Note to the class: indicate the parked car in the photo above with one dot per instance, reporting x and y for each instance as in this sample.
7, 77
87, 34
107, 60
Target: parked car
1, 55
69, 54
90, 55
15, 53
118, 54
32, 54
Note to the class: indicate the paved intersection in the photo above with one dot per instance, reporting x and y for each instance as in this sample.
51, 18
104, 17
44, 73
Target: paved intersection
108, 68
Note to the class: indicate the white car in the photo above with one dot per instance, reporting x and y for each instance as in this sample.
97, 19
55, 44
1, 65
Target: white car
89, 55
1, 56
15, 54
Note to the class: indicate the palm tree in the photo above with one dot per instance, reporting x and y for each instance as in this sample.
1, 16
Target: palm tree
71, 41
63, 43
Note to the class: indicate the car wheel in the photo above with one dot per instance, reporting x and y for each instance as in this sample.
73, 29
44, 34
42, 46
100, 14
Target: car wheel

══════════

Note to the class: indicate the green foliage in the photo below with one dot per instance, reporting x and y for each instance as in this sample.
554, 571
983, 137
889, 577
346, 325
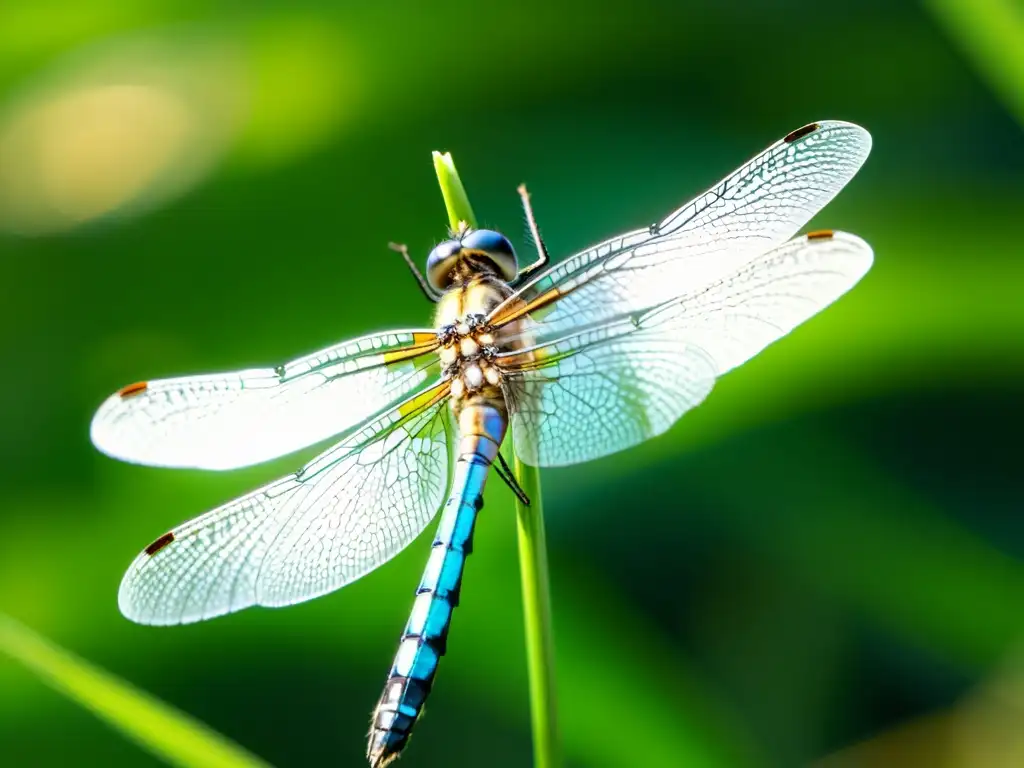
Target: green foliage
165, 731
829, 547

══════════

EXERCISE DESCRIPTION:
Take the line above containing "Note to the class: indicate the palm", the line containing "Target: car wheel", and all lines in between, and copy them exactly without anything else.

ANSWER BELOW:
Note to the class: indicate the palm tree in the photo above with one dot per instance, reporting x and y for each instance as in this sample.
1, 16
Target: palm tree
71, 41
63, 43
Note to the class: indicate the car wheel in the photo above with one dot per instance, reporting x and y for each instance as in this sample.
73, 29
44, 34
42, 46
100, 14
Target: car wheel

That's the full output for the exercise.